- **What you are asked to do**
Count the lines in the records below that contain the string "woman", matching case exactly. Give only the number.

- **Information supplied**
>>>

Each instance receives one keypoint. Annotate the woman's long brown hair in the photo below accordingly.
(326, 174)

<<<
>>>

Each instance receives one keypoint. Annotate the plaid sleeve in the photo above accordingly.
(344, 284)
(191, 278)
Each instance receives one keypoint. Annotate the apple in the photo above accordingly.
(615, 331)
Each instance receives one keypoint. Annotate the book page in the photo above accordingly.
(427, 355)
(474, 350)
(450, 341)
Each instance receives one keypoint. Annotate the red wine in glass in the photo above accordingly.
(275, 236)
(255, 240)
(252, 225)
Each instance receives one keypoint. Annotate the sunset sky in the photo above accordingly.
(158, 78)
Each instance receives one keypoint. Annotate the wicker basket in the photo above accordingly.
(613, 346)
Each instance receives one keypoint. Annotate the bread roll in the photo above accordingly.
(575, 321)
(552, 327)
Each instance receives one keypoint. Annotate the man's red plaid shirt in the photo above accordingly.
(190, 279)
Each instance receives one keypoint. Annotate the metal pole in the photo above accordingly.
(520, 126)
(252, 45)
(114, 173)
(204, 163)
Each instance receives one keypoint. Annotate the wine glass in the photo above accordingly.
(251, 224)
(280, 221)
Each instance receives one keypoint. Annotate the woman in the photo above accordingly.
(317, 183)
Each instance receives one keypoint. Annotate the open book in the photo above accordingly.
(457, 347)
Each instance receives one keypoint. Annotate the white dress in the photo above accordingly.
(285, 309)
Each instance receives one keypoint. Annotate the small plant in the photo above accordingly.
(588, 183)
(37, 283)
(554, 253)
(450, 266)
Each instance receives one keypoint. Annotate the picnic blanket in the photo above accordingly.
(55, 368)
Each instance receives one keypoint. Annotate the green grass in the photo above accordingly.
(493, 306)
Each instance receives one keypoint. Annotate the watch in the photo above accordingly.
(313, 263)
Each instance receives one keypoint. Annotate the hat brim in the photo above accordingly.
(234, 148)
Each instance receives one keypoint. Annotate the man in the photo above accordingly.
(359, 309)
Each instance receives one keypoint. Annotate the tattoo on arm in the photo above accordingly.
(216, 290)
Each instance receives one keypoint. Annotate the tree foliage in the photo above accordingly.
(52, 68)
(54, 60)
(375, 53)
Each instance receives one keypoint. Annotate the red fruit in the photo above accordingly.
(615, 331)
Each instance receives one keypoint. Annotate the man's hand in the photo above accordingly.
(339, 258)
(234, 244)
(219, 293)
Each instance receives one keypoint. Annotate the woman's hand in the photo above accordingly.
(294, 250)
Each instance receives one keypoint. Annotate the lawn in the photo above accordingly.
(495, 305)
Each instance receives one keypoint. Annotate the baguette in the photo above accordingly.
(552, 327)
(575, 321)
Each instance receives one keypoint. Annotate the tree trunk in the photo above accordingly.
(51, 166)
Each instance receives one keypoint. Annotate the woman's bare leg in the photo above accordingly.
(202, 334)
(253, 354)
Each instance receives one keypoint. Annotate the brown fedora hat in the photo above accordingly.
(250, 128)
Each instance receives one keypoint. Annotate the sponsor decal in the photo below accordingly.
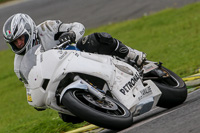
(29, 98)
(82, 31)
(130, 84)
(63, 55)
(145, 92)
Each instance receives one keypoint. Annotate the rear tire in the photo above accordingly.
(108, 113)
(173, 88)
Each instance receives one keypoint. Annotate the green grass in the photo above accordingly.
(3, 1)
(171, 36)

<<<

- **Written response**
4